DESCRIPTION OF THE TASK: Starting with the first line and ending with the last, copy the entries word for word.

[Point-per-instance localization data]
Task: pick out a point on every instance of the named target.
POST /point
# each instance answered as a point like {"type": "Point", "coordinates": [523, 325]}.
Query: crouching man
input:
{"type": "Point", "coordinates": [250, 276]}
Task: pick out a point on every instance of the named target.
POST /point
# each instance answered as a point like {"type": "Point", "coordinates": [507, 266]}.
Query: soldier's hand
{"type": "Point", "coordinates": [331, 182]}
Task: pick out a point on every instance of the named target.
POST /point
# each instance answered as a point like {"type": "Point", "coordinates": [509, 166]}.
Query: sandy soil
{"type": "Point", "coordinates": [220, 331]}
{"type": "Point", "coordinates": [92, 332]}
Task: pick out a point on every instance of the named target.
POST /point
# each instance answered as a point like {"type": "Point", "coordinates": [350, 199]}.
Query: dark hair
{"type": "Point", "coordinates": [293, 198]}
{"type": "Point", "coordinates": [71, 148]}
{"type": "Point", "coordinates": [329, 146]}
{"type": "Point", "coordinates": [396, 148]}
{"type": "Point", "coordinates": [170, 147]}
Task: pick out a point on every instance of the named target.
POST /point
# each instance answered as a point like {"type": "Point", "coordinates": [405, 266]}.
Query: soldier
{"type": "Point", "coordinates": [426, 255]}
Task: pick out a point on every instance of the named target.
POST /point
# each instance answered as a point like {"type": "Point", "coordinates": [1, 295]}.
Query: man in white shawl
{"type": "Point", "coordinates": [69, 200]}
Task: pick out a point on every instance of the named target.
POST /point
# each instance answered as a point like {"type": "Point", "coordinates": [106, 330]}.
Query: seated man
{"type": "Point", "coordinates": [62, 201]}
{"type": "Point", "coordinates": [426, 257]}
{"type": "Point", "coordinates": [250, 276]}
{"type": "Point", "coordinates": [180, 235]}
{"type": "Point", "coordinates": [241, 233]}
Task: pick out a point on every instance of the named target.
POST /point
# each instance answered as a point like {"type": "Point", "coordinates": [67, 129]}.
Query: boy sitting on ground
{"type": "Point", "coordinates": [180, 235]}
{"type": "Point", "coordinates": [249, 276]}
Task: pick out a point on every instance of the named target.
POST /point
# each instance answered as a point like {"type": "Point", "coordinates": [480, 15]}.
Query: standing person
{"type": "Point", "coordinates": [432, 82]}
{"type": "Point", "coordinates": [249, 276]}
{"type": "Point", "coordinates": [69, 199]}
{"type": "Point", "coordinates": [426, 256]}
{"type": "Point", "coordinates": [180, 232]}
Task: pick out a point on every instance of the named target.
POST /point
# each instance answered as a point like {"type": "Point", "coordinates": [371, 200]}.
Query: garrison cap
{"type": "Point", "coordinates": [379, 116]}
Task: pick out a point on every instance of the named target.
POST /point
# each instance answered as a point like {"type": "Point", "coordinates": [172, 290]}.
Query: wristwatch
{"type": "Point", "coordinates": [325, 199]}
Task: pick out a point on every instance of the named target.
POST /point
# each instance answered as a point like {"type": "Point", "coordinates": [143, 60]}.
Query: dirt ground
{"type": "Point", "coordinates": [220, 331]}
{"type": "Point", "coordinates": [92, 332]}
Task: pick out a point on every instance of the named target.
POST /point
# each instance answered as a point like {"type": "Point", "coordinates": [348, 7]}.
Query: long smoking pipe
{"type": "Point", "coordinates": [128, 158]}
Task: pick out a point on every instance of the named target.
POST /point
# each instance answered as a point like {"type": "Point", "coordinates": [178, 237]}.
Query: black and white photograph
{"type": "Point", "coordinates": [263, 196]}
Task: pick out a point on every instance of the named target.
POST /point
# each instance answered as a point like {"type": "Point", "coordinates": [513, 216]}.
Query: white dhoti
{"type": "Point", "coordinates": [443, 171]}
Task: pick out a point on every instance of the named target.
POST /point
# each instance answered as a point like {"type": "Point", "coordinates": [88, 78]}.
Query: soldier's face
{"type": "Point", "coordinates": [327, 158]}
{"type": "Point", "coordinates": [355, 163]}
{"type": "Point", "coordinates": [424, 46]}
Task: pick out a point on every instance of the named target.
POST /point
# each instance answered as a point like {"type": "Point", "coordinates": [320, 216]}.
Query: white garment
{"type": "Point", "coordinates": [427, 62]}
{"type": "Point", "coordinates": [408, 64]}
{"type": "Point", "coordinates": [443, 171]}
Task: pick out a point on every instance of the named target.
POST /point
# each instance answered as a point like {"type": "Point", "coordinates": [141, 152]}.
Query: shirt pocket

EXERCISE OUTPUT:
Task: pick out a point on every instance of the named target.
POST /point
# each instance answered as a point like {"type": "Point", "coordinates": [523, 325]}.
Query: crouching man
input:
{"type": "Point", "coordinates": [250, 276]}
Task: pick out a point on every instance of the named target.
POST /point
# each instance answered as a point like {"type": "Point", "coordinates": [507, 266]}.
Query: soldier's hand
{"type": "Point", "coordinates": [331, 182]}
Task: pick out a point on every instance of the named target.
POST /point
# each instance answered as a point like {"type": "Point", "coordinates": [509, 166]}.
Query: sandy soil
{"type": "Point", "coordinates": [220, 331]}
{"type": "Point", "coordinates": [92, 332]}
Task: pick out a point on every instance of the named target.
POST /point
# each instance answered as a point like {"type": "Point", "coordinates": [350, 199]}.
Query: dark hair
{"type": "Point", "coordinates": [293, 198]}
{"type": "Point", "coordinates": [71, 148]}
{"type": "Point", "coordinates": [329, 146]}
{"type": "Point", "coordinates": [396, 148]}
{"type": "Point", "coordinates": [170, 147]}
Task: pick out a point on every instance of the named target.
POST /point
# each instance answered as a point like {"type": "Point", "coordinates": [405, 266]}.
Query: soldier
{"type": "Point", "coordinates": [426, 255]}
Task: pick out a point on every instance of the named target.
POST /point
# each instance answered as a point like {"type": "Point", "coordinates": [1, 295]}.
Query: man in white shawl
{"type": "Point", "coordinates": [69, 200]}
Task: pick out a point on every instance of the named target.
POST /point
# each instance answered as a point like {"type": "Point", "coordinates": [106, 330]}.
Query: seated man
{"type": "Point", "coordinates": [62, 201]}
{"type": "Point", "coordinates": [426, 257]}
{"type": "Point", "coordinates": [250, 276]}
{"type": "Point", "coordinates": [180, 235]}
{"type": "Point", "coordinates": [241, 233]}
Task: pick out a point on every instance of the named target.
POST /point
# each instance answered as a point like {"type": "Point", "coordinates": [67, 129]}.
Query: boy sitting on ground
{"type": "Point", "coordinates": [180, 235]}
{"type": "Point", "coordinates": [249, 276]}
Task: pick out a point on every instance of the named target.
POST /point
# each instance answered as a point like {"type": "Point", "coordinates": [480, 15]}.
Query: standing person
{"type": "Point", "coordinates": [432, 82]}
{"type": "Point", "coordinates": [249, 276]}
{"type": "Point", "coordinates": [69, 199]}
{"type": "Point", "coordinates": [426, 256]}
{"type": "Point", "coordinates": [180, 232]}
Task: pick out a point on every instance of the named target.
POST /point
# each instance answered as a point like {"type": "Point", "coordinates": [371, 200]}.
Query: garrison cap
{"type": "Point", "coordinates": [379, 116]}
Task: pick out a point on every instance of the named target.
POST /point
# each instance answered as a point like {"type": "Point", "coordinates": [172, 290]}.
Query: wristwatch
{"type": "Point", "coordinates": [325, 199]}
Task: pick out a point on every instance of the named target.
POST /point
# each instance answered as a point like {"type": "Point", "coordinates": [143, 60]}.
Query: dirt ground
{"type": "Point", "coordinates": [220, 331]}
{"type": "Point", "coordinates": [92, 332]}
Task: pick out a point on every instance of the named target.
POST /point
# each instance answered as a point like {"type": "Point", "coordinates": [348, 7]}.
Query: long smoking pipe
{"type": "Point", "coordinates": [128, 158]}
Task: pick out a point on every instance of the named target.
POST /point
# each instance answered as a point like {"type": "Point", "coordinates": [178, 237]}.
Query: black and white photograph
{"type": "Point", "coordinates": [263, 196]}
Task: pick out a point on every instance of the named target.
POST /point
# each instance answered as a point like {"type": "Point", "coordinates": [513, 216]}.
Query: white dhoti
{"type": "Point", "coordinates": [443, 171]}
Task: pick out a point on every instance of the named target.
POST /point
# each instance answered as a point like {"type": "Point", "coordinates": [88, 78]}.
Query: soldier's face
{"type": "Point", "coordinates": [327, 158]}
{"type": "Point", "coordinates": [355, 163]}
{"type": "Point", "coordinates": [424, 46]}
Task: pick out a point on every instance of the named target.
POST /point
# each instance answered as a point like {"type": "Point", "coordinates": [320, 216]}.
Query: white garment
{"type": "Point", "coordinates": [427, 62]}
{"type": "Point", "coordinates": [408, 64]}
{"type": "Point", "coordinates": [443, 171]}
Task: pick out a point on every instance of the named target.
POST /point
# each instance answered as a point like {"type": "Point", "coordinates": [141, 152]}.
Query: shirt pocket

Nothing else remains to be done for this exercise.